== EXERCISE DIRECTIONS ==
Send back all the data below, exactly as given.

== ENTRIES SHOWN ==

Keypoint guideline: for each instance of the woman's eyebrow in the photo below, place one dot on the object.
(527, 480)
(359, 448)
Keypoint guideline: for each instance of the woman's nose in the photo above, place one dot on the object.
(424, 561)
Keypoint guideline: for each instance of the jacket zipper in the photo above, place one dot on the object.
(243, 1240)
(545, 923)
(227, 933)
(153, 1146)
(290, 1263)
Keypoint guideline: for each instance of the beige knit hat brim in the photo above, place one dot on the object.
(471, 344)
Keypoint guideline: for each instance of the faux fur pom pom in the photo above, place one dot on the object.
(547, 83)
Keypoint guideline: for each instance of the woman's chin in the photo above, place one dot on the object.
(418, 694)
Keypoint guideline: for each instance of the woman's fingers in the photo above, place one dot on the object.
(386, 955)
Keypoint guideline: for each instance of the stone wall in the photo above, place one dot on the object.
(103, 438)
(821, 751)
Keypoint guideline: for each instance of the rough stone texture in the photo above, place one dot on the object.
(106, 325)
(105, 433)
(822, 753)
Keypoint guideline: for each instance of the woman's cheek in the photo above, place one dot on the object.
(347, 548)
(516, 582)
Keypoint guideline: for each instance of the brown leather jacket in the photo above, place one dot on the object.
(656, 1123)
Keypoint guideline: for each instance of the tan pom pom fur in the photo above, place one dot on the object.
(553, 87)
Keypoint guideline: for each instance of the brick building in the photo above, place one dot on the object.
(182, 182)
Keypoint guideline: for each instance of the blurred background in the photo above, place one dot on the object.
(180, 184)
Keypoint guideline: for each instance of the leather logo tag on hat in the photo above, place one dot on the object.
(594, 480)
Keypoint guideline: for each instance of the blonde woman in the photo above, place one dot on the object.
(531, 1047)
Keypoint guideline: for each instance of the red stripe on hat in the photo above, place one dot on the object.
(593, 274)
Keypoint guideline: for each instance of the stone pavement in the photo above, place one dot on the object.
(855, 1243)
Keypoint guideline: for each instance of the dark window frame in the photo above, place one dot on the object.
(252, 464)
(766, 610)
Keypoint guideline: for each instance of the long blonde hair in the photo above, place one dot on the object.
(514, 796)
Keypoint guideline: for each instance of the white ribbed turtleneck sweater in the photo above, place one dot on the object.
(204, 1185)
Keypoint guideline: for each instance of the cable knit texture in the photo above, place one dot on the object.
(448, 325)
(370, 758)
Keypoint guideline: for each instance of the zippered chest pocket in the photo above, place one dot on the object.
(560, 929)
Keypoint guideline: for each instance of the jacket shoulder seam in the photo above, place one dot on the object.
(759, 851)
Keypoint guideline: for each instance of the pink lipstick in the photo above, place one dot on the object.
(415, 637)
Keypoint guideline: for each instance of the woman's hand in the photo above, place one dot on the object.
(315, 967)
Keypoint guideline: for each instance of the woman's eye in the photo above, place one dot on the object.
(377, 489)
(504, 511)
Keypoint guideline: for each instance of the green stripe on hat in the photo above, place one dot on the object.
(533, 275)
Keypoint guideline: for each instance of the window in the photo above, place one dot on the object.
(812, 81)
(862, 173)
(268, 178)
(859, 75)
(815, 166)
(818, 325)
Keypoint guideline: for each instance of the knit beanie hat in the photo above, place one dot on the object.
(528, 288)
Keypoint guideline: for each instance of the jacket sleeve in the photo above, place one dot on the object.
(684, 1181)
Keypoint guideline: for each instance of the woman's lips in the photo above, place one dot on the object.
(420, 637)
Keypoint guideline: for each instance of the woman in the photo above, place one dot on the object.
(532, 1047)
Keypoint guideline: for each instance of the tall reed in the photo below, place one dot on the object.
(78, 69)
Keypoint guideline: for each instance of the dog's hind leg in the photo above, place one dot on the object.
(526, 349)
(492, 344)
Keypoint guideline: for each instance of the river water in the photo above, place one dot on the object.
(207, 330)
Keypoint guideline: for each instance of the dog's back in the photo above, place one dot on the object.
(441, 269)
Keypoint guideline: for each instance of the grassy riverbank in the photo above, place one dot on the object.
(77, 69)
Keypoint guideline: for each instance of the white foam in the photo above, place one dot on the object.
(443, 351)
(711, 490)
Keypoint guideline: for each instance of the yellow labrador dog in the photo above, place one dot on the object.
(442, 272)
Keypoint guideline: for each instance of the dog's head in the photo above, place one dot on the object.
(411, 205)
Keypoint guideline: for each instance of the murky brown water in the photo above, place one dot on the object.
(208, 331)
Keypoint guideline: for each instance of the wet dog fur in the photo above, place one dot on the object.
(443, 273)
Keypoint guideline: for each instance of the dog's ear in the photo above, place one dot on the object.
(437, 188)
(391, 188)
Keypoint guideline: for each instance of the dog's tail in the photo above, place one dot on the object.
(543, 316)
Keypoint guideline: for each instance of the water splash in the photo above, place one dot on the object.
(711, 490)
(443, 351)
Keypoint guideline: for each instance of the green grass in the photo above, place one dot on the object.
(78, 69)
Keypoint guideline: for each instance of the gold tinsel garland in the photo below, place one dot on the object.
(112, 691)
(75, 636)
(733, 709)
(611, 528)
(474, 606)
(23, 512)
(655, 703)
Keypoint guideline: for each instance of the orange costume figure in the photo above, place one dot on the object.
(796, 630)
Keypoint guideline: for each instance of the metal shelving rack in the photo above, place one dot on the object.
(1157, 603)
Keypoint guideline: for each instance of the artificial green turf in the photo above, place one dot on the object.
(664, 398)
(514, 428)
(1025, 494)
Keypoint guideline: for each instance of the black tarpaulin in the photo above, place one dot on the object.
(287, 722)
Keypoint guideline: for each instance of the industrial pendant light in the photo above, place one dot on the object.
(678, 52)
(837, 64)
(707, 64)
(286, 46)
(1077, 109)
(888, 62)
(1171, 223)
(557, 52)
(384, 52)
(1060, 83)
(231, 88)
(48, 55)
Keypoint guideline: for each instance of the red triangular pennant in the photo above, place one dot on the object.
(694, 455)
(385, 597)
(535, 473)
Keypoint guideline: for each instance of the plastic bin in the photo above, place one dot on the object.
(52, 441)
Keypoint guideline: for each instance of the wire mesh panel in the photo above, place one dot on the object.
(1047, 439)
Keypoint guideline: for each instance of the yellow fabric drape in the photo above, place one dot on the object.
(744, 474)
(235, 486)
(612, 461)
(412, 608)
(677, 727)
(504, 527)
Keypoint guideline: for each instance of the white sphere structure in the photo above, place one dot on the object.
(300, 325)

== EXPECTED ANSWER ==
Keypoint guideline: for each instance of the woman's eyebrow in the photo below, place one dot on the object.
(527, 480)
(359, 448)
Keypoint guideline: for each instance of the woman's nose in the photo above, place one dot on the object.
(424, 561)
Keypoint guideline: for each instance of the jacket zipper in the photo above, place one dot on the object.
(243, 1240)
(545, 923)
(227, 933)
(153, 1146)
(290, 1263)
Keypoint guideline: for each instance of the beige knit hat brim in the photo above, place one dot on the object.
(471, 344)
Keypoint guideline: for each instance of the faux fur pom pom in the photo above, place one dot on the object.
(547, 83)
Keypoint guideline: for each instance of the woman's chin in the photo above, place one dot on the object.
(418, 694)
Keypoint guideline: for each instance of the woman's fingers in the photo above, place one dot on the object.
(386, 955)
Keypoint guideline: for each instance of the stone wall in the photo above, place one dot on the object.
(103, 438)
(821, 751)
Keypoint guideline: for each instance of the rough stone texture in the photo above, place one dot on the object.
(106, 325)
(105, 433)
(822, 753)
Keypoint guideline: for each instance of the woman's cheek in the photo above, place one dot on the object.
(347, 548)
(516, 582)
Keypoint guideline: for each instance of the brown leather jacket in the photo above, place one dot on the object.
(656, 1123)
Keypoint guideline: for each instance of the tan pom pom fur in the photo above, place one dot on the object.
(553, 87)
Keypoint guideline: for each instance of the brick building in the photo above, place one dot on the object.
(182, 182)
Keypoint guideline: for each instance of the blurred background in the photo above, place one dot on the object.
(180, 184)
Keypoint guideline: for each instance of the leather logo tag on hat in the photo above, place one dot on the object.
(594, 480)
Keypoint guideline: for each instance of the blonde woman in the photo above, place one dot on the object.
(531, 1047)
Keypoint guideline: for each instance of the red stripe on hat in the photo above, place one dot on the object.
(593, 274)
Keypoint guideline: for each instance of the stone pavement in the photo above, place one dot on the object.
(855, 1243)
Keypoint guideline: for each instance of the dark window frame in the photo above, place one dot on the object.
(252, 464)
(766, 610)
Keypoint guideline: for each instance of the long blonde hair in the photo above, place one dot on the object.
(514, 796)
Keypoint guideline: for each instance of the white ribbed turtleneck sweater in the photo above, place one dot on the object.
(204, 1185)
Keypoint guideline: for each instance of the cable knit texture in the photo above, place one dot on the object.
(448, 325)
(370, 758)
Keypoint guideline: for each instance of the zippered chest pocket in the photo above, place one dot on the object.
(560, 929)
Keypoint guideline: for each instance of the jacket shoulder seam in the photo above, place one dot on the object.
(759, 851)
Keypoint guideline: for each instance of the pink lipstick in the photo above, place one dot on the object.
(415, 637)
Keypoint guideline: for each instance of the woman's hand in the photo above, place one dot on the object.
(315, 967)
Keypoint guideline: for each instance of the woman's eye in the photo above, place one dot on the object.
(377, 489)
(504, 511)
Keypoint guideline: for each instance of the green stripe on hat in the photo above, place one dot on the object.
(533, 275)
Keypoint guideline: for each instance of the window in the photo above, place one dot on the object.
(812, 81)
(862, 173)
(268, 178)
(859, 75)
(815, 166)
(818, 325)
Keypoint guideline: for each instance of the knit beanie hat in the photo above, place one dot on the object.
(528, 288)
Keypoint guideline: for each instance of the jacket sleeve in the photo above, place one dot on the object.
(684, 1181)
Keypoint guideline: for each instance of the woman's lips in the photo above, place one dot on the object.
(420, 637)
Keypoint guideline: for each instance of the woman in the photo above, place one dot on the object.
(532, 1047)
Keypoint guideline: for each instance of the tall reed in the photo below, place one dot on the object.
(78, 69)
Keypoint guideline: for each instance of the dog's hind leg in the photo above, place one dot on the object.
(526, 349)
(492, 344)
Keypoint guideline: for each instance of the river water in the photo above, place one dot on the object.
(207, 330)
Keypoint guideline: for each instance of the dog's back in the photo above, place one dot on the object.
(441, 269)
Keypoint guideline: for each instance of the grassy riverbank in the photo above, place one dot on the object.
(77, 69)
Keypoint guideline: for each instance of the white foam in the photo above, place one dot on the object.
(443, 351)
(711, 490)
Keypoint guideline: for each instance of the yellow labrador dog in the photo above, place one dot on the object.
(442, 272)
Keypoint guideline: for each instance of the dog's head in the photo above, place one dot on the object.
(411, 205)
Keypoint guideline: for each instance of the murky brown water in the photo above, place one dot on the object.
(208, 331)
Keypoint guideline: for each instance of the wet dog fur in the photo above, place one dot on the object.
(443, 273)
Keypoint guideline: for each instance of the dog's ear in the photo above, place one dot on the object.
(437, 188)
(391, 188)
Keypoint guideline: for each instance of the dog's tail in the photo above, place one dot on the object.
(543, 316)
Keypoint guideline: for each instance of the water splash in the photo above, place one dot on the object.
(711, 490)
(443, 351)
Keypoint guideline: for each instance of the green grass in the photo above, place one dot on the object.
(78, 69)
Keypoint guideline: for each instance of the gold tinsel garland in the photo below, place one dot on the object.
(112, 691)
(75, 636)
(733, 709)
(611, 528)
(474, 606)
(23, 512)
(655, 703)
Keypoint guideline: for each instance of the orange costume figure in the photo above, place one dot on the object.
(796, 630)
Keypoint guideline: for each instance of the metal shelving rack in the photo above, place one dot on the object.
(1157, 603)
Keypoint guideline: for each instance of the artificial green turf in the photo above, place one dot on the object.
(664, 398)
(514, 428)
(1025, 494)
Keypoint guideline: for each instance of the black tarpaulin in the photo above, place one dot on the object.
(287, 722)
Keypoint guideline: for each instance of the industrial pendant light in the photo above, place one dot on the object.
(678, 52)
(837, 64)
(707, 64)
(286, 46)
(1077, 109)
(888, 62)
(1171, 223)
(557, 52)
(384, 52)
(1060, 83)
(231, 88)
(48, 55)
Keypoint guideline: for each instance of the red triangular pennant in the photo above, place one dot on the object.
(694, 455)
(385, 597)
(535, 473)
Keypoint guideline: for each instance of the plastic bin in the photo above, place one dot on the object.
(52, 441)
Keypoint guideline: for each instance of the wire mesh panel in the photo above, place one dot on the object.
(1047, 439)
Keypoint guideline: for each instance of the yellow fabric drape in the photo above, place one dot on the object.
(744, 474)
(235, 486)
(612, 461)
(412, 608)
(677, 727)
(504, 527)
Keypoint guideline: for each instance of the white sphere structure in the photo above, place one dot on the object.
(300, 325)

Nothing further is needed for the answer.